* Begin DATA PROVIDED *

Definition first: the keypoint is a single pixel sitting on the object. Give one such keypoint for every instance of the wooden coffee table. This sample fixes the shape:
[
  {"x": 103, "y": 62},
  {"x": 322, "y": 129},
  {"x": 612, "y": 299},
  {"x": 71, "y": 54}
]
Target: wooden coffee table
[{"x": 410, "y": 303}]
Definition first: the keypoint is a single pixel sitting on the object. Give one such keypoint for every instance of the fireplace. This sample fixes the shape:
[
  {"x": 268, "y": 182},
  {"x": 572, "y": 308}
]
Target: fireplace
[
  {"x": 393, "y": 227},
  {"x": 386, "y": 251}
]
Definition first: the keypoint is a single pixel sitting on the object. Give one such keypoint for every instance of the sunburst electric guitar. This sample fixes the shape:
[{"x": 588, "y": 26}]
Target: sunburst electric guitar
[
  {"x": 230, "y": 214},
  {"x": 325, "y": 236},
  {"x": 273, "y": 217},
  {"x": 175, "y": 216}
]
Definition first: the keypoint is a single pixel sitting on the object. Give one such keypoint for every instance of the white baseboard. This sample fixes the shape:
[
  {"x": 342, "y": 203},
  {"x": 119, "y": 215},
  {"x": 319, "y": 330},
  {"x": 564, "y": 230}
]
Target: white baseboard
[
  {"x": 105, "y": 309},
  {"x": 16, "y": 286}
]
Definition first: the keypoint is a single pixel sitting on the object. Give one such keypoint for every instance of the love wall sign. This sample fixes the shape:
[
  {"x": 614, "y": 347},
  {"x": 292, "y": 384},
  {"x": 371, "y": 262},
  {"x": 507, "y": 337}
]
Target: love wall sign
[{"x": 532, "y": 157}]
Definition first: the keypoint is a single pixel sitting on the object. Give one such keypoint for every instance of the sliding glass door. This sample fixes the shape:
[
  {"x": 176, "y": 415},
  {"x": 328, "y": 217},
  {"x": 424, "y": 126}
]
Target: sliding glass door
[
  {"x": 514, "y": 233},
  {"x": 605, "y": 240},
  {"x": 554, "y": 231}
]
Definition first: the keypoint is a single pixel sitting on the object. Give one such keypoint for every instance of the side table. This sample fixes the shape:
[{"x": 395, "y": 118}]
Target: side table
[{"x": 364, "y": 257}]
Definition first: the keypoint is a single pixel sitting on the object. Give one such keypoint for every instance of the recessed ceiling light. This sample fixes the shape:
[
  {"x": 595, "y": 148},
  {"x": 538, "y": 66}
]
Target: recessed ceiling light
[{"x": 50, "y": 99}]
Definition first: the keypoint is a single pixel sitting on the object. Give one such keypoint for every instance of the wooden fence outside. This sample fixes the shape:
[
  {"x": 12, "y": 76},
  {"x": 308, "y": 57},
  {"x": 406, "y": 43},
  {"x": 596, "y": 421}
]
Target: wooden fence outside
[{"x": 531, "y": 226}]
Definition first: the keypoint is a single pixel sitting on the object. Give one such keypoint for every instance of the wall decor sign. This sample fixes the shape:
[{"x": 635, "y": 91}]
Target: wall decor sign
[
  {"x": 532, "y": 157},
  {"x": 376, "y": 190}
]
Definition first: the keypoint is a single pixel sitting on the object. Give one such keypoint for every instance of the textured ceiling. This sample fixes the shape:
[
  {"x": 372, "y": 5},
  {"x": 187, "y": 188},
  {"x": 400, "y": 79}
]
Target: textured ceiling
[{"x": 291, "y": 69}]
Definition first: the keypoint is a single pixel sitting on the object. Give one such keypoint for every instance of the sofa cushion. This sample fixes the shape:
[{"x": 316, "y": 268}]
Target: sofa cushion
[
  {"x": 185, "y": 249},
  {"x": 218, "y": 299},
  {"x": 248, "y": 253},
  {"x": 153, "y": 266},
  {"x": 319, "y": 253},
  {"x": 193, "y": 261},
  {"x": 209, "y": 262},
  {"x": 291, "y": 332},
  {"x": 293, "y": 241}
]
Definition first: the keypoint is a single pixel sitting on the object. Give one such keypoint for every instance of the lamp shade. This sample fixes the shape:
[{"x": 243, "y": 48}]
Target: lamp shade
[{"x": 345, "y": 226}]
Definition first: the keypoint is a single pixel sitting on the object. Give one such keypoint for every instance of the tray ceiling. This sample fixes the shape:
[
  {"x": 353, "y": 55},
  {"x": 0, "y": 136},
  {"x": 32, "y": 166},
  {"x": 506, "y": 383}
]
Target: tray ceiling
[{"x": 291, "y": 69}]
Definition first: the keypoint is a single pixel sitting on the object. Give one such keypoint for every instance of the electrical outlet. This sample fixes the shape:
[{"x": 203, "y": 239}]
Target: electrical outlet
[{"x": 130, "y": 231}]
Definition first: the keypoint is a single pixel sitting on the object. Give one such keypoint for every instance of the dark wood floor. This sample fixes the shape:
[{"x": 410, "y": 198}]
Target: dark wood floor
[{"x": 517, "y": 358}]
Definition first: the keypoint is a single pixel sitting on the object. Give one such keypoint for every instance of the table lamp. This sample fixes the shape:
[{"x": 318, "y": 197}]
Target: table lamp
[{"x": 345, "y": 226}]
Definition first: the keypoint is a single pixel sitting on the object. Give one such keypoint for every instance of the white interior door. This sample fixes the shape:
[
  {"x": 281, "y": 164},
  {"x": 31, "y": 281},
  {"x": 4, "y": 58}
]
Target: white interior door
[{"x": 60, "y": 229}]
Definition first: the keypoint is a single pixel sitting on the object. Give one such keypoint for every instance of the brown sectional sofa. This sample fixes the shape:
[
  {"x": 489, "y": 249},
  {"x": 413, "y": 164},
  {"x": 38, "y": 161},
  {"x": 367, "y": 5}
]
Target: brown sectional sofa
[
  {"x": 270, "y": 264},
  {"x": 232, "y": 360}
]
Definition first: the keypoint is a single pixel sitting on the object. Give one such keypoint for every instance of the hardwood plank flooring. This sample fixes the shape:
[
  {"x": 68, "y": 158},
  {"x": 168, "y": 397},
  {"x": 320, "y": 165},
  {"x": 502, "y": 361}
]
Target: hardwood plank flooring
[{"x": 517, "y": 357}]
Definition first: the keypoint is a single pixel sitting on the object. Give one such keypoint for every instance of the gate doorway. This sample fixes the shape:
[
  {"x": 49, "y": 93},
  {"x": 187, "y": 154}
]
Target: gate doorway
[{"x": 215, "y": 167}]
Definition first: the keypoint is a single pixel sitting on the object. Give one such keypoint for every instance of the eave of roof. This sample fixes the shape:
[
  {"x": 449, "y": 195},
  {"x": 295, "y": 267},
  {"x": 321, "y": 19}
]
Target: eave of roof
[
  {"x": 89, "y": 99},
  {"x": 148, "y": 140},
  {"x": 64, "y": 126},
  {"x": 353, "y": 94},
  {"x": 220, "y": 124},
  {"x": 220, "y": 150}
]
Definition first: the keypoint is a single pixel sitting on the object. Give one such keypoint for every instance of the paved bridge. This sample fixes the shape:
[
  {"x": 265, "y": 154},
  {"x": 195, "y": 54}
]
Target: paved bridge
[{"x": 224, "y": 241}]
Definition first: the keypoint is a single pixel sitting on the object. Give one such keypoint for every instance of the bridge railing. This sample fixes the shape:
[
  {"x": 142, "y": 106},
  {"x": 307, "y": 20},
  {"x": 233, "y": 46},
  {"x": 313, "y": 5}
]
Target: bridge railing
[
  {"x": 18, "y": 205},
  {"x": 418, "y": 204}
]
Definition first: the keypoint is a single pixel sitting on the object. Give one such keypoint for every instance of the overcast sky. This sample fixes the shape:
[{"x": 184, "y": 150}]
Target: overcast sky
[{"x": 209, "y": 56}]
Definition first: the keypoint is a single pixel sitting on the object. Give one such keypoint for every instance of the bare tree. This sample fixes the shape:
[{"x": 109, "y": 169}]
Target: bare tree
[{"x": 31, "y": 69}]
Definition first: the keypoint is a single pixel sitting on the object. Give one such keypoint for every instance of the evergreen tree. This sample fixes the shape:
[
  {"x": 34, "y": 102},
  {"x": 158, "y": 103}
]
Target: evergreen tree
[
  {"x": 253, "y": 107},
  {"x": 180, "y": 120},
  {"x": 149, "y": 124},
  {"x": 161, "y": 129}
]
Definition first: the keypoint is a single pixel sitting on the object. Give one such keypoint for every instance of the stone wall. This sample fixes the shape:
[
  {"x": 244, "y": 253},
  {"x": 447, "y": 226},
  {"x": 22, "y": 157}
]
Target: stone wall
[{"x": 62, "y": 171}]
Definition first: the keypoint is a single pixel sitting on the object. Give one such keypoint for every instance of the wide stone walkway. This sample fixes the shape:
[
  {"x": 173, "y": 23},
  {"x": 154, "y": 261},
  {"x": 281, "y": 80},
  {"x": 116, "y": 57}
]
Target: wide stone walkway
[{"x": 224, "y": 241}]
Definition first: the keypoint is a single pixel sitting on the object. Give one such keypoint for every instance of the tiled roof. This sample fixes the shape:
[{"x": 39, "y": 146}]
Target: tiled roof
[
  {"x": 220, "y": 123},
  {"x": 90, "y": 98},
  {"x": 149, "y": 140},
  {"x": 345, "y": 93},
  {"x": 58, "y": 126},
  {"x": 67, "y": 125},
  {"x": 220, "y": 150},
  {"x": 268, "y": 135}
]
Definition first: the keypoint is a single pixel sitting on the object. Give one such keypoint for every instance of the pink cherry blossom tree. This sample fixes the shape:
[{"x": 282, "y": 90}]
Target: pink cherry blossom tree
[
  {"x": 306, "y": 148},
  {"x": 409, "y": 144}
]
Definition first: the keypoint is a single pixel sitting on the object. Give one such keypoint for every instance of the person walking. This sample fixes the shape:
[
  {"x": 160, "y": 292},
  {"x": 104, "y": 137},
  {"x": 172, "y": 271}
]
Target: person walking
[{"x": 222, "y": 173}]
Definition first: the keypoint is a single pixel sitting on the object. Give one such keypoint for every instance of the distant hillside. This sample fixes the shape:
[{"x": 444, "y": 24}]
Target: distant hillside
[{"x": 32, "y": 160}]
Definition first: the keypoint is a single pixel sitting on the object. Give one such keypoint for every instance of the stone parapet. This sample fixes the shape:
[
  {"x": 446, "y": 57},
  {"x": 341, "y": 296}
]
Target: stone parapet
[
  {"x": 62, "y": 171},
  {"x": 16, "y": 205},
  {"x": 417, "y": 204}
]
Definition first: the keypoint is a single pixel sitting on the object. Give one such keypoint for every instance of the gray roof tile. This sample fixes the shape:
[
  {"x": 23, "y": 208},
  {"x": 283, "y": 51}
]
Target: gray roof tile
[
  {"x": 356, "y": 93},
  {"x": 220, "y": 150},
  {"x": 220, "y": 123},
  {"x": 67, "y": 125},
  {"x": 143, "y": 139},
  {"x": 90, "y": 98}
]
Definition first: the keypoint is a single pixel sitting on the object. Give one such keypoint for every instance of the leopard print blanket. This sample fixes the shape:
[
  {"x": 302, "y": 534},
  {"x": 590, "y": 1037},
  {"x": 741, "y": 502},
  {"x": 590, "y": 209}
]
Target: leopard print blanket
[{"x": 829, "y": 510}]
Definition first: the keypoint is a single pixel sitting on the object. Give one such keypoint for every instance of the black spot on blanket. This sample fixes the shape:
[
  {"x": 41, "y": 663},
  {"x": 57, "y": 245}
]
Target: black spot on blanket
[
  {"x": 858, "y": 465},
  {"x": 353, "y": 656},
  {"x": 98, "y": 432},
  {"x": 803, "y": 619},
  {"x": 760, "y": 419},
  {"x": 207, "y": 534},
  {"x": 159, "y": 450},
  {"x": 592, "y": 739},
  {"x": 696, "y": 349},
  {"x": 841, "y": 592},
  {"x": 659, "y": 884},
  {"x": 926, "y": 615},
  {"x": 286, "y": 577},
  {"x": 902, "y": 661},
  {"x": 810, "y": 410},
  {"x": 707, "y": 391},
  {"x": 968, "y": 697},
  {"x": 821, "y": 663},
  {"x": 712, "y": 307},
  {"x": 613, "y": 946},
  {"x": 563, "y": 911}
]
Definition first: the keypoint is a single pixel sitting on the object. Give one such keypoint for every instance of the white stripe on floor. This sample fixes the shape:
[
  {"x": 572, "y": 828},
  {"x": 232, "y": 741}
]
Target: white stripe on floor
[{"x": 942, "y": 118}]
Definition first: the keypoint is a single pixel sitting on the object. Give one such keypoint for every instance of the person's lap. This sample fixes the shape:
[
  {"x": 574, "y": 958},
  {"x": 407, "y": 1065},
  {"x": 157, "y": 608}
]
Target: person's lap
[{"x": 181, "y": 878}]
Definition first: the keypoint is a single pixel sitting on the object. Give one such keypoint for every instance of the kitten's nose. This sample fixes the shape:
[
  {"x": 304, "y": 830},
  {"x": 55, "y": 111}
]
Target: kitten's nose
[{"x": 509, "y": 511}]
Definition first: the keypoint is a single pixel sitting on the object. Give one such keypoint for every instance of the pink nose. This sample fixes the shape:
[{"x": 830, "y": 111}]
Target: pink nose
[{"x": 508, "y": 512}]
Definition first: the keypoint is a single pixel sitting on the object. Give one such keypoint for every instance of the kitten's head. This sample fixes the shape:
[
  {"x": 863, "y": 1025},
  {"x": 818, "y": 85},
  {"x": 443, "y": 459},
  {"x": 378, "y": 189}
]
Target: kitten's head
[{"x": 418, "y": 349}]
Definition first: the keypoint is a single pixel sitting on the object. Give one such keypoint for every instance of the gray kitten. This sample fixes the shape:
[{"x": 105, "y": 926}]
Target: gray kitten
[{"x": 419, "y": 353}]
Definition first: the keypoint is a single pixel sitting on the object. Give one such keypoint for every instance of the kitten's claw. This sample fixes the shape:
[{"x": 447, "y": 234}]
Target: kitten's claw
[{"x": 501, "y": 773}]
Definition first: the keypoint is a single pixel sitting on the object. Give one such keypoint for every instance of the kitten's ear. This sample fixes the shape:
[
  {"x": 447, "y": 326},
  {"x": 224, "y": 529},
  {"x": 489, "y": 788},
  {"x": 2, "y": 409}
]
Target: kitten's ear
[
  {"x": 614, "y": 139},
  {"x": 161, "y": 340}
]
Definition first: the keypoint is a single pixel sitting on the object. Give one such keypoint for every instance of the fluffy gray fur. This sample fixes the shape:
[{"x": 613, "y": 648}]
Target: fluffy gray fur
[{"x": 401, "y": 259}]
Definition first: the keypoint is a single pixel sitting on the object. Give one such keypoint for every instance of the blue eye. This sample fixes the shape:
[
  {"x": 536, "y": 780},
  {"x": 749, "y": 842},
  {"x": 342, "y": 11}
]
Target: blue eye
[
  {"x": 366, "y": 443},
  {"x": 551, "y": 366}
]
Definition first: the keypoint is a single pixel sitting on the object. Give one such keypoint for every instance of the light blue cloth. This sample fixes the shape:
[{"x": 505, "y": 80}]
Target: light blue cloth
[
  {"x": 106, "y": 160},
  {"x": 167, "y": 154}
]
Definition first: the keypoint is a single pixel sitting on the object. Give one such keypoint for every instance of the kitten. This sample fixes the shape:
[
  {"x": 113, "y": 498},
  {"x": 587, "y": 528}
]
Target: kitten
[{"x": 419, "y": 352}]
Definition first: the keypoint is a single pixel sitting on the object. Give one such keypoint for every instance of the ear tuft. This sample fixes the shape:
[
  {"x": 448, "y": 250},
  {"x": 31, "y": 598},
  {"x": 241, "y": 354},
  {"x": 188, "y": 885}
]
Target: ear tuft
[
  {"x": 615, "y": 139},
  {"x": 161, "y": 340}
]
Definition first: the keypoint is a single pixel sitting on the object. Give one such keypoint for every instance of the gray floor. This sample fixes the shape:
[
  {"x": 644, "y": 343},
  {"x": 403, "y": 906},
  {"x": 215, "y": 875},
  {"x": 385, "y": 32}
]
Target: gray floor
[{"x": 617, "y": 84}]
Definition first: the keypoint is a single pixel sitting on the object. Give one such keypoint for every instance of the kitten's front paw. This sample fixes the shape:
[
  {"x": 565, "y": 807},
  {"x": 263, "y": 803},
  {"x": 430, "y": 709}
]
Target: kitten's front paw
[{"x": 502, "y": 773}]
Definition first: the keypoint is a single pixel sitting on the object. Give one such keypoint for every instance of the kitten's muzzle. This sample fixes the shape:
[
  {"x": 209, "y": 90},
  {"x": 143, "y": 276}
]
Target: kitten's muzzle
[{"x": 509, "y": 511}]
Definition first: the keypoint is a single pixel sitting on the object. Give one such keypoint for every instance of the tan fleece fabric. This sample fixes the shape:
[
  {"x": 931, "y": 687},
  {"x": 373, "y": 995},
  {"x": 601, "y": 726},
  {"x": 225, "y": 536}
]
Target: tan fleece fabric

* End DATA PROVIDED *

### EXERCISE AIM
Copy the lines from the one containing "of the wide" through the one containing "Target: wide stone walkway", including both, with no changes.

### ANSWER FOR THIS EXERCISE
Definition first: the keypoint is a single pixel sitting on the object. Give one such keypoint for every instance of the wide stone walkway. This sample fixes the shape:
[
  {"x": 173, "y": 23},
  {"x": 154, "y": 261},
  {"x": 281, "y": 80},
  {"x": 116, "y": 57}
]
Target: wide stone walkway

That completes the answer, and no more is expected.